== Record list ==

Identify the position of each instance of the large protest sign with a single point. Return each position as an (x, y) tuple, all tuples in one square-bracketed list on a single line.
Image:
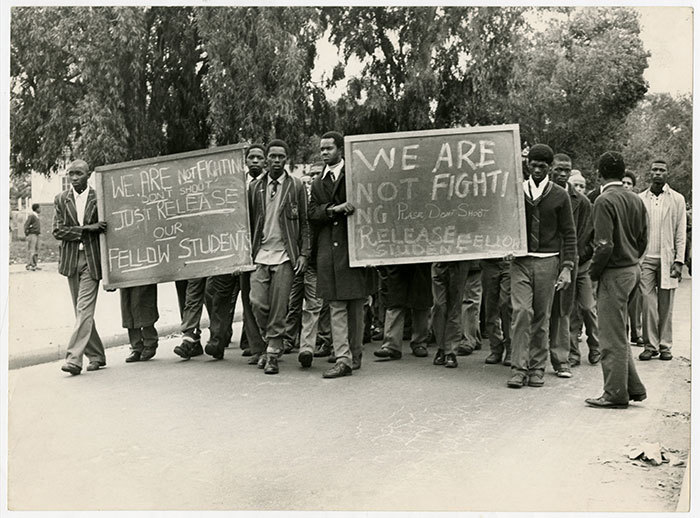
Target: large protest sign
[(440, 195), (174, 217)]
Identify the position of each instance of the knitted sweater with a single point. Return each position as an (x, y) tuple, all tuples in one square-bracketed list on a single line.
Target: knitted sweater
[(556, 231)]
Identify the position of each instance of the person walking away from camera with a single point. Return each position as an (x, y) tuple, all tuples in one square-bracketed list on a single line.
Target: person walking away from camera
[(76, 226), (620, 228)]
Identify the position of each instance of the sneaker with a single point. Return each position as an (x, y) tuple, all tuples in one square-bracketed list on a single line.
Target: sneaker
[(564, 372), (517, 380)]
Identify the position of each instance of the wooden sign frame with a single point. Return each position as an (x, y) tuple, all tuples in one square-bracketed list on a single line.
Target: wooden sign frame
[(351, 185), (100, 176)]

===

**Short exercise**
Copy word for word the stretch of the records above from the line containing "Identify the position of each instance of the person" through the end of the records.

**Full solution**
Identify the position of each instance of the person walking away from camera with a single point. Return each position as an (x, y) tuple, all tuples in one square-bracketed list on a single line.
Target: person walking away from camera
[(76, 226), (620, 228)]
Identify the position of each instance of the sneaker with a single point. Return each position as an (x, y) tuple, all tuples in one square-bracketed list on a single line.
Target: sneaker
[(564, 372), (517, 380)]
Identify the position of each instance of the wooden sign frame with a single point. Return each position as an (x, y) tuple, all tuples in one square-bracketed list on a single line.
Target: wooden sign frame
[(351, 185), (100, 176)]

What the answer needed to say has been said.